INFORMATION PROVIDED:
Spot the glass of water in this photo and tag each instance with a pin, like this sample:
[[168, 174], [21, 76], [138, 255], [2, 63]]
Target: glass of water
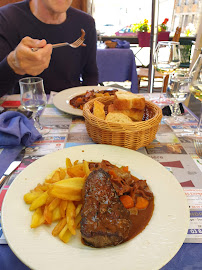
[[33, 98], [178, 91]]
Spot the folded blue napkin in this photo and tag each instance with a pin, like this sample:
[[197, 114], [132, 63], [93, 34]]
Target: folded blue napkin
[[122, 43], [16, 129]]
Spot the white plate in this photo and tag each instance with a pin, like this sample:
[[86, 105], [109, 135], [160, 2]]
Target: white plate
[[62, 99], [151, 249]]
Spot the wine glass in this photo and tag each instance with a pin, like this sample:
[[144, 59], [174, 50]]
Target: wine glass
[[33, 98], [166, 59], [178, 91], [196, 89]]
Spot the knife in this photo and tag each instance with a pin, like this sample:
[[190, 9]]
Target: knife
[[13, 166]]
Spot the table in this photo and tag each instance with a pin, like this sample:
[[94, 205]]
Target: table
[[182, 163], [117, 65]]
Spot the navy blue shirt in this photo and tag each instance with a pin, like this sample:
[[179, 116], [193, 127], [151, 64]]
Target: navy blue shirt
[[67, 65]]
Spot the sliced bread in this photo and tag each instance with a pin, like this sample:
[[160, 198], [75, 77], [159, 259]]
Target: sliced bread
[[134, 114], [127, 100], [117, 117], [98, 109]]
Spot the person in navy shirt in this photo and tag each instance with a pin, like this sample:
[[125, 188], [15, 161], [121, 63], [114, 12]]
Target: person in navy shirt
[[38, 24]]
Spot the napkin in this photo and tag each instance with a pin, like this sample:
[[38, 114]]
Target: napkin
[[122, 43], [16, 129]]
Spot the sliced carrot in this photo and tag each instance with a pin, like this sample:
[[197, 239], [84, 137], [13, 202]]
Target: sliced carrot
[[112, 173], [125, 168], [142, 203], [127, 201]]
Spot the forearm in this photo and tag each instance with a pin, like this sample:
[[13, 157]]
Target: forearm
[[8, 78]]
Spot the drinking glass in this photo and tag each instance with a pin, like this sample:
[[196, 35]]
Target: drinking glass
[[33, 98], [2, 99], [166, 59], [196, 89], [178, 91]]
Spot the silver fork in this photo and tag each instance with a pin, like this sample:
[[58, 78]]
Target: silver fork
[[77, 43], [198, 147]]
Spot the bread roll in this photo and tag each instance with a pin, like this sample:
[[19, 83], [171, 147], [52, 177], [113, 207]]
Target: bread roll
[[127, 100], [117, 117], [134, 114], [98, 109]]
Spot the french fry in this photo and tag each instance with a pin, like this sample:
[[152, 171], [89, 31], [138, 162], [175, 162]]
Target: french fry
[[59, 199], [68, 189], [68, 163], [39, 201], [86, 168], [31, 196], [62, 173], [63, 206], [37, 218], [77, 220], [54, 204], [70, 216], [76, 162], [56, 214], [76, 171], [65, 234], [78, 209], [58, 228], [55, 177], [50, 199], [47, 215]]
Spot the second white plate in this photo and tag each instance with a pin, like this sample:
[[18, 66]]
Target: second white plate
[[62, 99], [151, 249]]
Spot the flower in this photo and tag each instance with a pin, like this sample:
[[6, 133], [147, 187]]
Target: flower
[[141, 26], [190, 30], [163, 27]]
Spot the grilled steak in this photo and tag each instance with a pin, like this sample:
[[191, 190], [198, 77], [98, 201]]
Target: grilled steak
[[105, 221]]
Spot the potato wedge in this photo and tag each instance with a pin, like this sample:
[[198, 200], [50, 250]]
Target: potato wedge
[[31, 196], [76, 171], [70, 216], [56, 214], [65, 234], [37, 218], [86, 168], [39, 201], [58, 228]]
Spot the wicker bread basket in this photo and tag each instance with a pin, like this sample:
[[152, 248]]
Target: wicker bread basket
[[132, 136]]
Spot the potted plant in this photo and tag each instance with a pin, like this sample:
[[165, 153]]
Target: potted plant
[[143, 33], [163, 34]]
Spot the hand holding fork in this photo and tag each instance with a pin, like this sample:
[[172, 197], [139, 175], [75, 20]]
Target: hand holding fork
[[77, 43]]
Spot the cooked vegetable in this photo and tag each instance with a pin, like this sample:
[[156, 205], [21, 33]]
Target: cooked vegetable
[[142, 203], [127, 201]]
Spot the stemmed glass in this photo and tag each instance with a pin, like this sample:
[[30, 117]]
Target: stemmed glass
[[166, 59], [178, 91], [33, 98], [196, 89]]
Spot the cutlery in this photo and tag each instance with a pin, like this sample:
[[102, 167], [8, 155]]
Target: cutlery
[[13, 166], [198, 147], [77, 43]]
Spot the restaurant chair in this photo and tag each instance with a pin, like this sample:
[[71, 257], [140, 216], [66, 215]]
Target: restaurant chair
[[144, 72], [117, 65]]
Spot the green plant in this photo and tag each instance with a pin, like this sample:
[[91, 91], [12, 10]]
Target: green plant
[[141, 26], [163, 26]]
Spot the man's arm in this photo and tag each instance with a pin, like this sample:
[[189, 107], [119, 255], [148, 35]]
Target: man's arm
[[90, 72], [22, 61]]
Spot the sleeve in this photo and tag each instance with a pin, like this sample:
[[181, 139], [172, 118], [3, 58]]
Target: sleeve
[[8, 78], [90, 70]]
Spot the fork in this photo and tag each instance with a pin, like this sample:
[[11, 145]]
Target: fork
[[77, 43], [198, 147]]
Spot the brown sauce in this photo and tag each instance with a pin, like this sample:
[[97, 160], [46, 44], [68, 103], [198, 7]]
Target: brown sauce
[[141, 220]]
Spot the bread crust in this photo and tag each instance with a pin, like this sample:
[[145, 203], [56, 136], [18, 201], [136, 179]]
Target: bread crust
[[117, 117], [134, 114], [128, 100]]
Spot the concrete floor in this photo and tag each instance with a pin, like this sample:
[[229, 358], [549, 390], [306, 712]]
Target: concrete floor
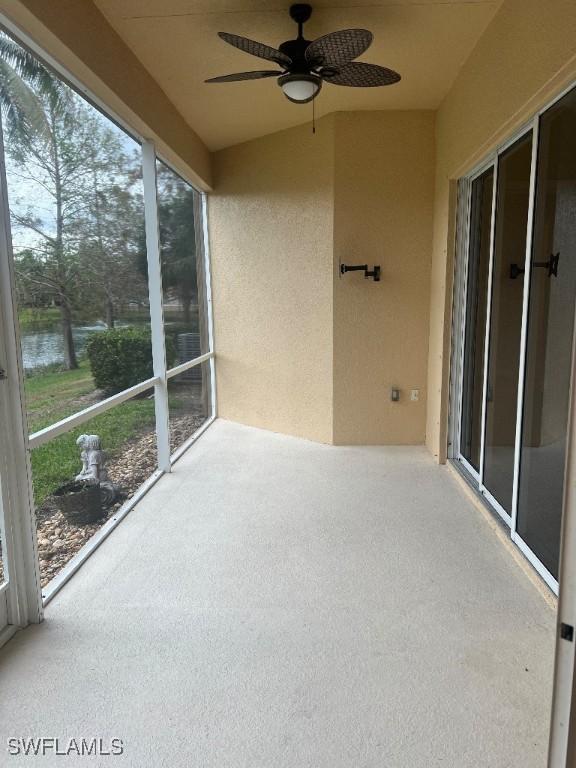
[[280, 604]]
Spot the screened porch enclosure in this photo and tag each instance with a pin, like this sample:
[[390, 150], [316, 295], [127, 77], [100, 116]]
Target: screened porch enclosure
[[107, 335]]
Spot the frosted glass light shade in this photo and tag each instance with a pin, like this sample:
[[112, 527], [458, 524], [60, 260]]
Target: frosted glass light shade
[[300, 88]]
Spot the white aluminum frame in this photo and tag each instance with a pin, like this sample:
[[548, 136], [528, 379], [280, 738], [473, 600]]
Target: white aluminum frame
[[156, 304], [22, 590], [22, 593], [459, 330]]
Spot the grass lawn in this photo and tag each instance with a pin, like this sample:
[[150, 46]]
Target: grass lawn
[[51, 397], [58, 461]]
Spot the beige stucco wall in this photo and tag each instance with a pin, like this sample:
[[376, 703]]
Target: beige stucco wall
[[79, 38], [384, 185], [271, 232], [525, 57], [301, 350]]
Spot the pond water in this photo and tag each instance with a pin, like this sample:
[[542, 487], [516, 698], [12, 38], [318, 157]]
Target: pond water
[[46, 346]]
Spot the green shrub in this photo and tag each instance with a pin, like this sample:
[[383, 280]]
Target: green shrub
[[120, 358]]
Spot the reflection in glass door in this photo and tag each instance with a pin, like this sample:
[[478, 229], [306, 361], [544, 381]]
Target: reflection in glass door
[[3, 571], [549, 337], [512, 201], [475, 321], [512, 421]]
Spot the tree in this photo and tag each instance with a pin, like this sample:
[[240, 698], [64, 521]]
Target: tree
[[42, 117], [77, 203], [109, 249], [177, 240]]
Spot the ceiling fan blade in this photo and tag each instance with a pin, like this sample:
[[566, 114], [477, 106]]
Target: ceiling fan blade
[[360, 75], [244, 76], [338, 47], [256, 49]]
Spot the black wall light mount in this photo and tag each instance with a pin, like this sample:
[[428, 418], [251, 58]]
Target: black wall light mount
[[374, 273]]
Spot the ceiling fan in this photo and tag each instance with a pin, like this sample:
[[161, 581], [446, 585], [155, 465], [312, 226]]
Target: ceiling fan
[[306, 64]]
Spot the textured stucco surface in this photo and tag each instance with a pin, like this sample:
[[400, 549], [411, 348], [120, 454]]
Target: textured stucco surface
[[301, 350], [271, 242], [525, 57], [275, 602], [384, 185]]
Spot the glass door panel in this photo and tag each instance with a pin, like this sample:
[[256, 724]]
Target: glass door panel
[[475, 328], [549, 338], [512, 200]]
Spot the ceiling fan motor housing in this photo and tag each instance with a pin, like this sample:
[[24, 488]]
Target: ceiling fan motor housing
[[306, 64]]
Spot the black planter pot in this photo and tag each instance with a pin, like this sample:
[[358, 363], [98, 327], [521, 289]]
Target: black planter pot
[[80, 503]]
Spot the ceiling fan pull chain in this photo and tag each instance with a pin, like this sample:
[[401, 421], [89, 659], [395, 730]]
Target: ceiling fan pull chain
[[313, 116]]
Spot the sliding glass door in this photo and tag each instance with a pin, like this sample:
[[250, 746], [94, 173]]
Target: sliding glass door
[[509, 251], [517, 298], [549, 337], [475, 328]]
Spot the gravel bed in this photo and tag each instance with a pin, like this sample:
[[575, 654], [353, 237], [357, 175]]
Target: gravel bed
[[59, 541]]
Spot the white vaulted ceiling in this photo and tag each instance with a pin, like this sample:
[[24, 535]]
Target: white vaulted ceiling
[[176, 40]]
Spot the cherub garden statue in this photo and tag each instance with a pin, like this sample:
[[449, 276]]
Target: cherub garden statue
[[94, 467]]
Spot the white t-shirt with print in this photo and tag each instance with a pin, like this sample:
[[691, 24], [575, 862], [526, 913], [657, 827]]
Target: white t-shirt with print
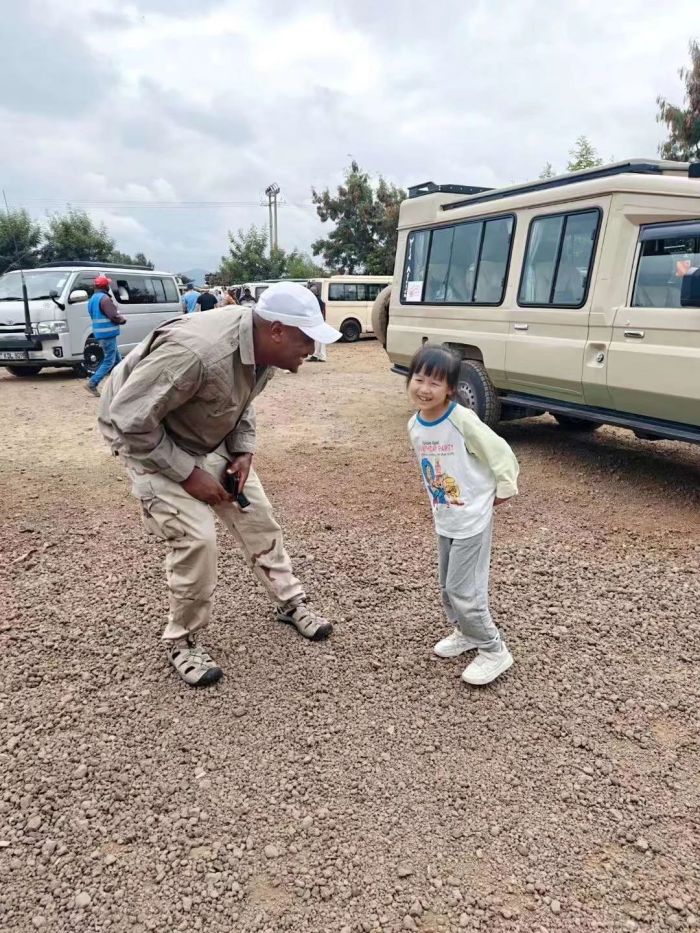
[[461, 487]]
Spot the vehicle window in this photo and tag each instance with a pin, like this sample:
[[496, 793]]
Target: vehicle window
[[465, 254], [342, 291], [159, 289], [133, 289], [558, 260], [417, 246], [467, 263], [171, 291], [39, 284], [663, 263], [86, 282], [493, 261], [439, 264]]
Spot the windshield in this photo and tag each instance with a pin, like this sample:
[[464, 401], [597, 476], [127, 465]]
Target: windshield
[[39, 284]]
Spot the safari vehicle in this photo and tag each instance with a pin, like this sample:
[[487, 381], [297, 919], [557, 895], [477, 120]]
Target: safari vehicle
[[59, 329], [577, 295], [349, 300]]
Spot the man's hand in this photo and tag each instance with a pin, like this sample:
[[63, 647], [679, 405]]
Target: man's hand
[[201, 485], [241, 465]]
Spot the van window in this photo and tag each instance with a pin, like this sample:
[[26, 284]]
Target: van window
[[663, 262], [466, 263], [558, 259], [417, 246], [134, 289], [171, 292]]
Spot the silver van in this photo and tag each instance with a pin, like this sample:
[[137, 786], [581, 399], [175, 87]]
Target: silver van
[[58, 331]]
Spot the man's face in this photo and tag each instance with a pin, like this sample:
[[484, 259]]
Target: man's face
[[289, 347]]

WHAT THE EXERCISE ASKS: Rewrite the records from the line containing "Spot the van" through the end of the records, including the requests. Multiply every coordinate in the answers by 1.95 and round each to a whole number, rounding halves up, while leaving the requests and their sample coordinates unchanged.

SOLUTION TO THIS PROBLEM:
Spot the van window in this photo and tag each instance with a pin, like this sample:
[[26, 284]]
Target: van window
[[1293, 511], [909, 513], [1088, 505], [813, 480], [261, 564], [333, 569]]
Spot the silver van in this photo and tag each instance with a pin, like this sample:
[[137, 786], [581, 399], [175, 87]]
Target: silver van
[[113, 645]]
Spot the man's face in this photo and tag each instance with a pin, like this sample:
[[484, 259]]
Target: man's face
[[564, 677]]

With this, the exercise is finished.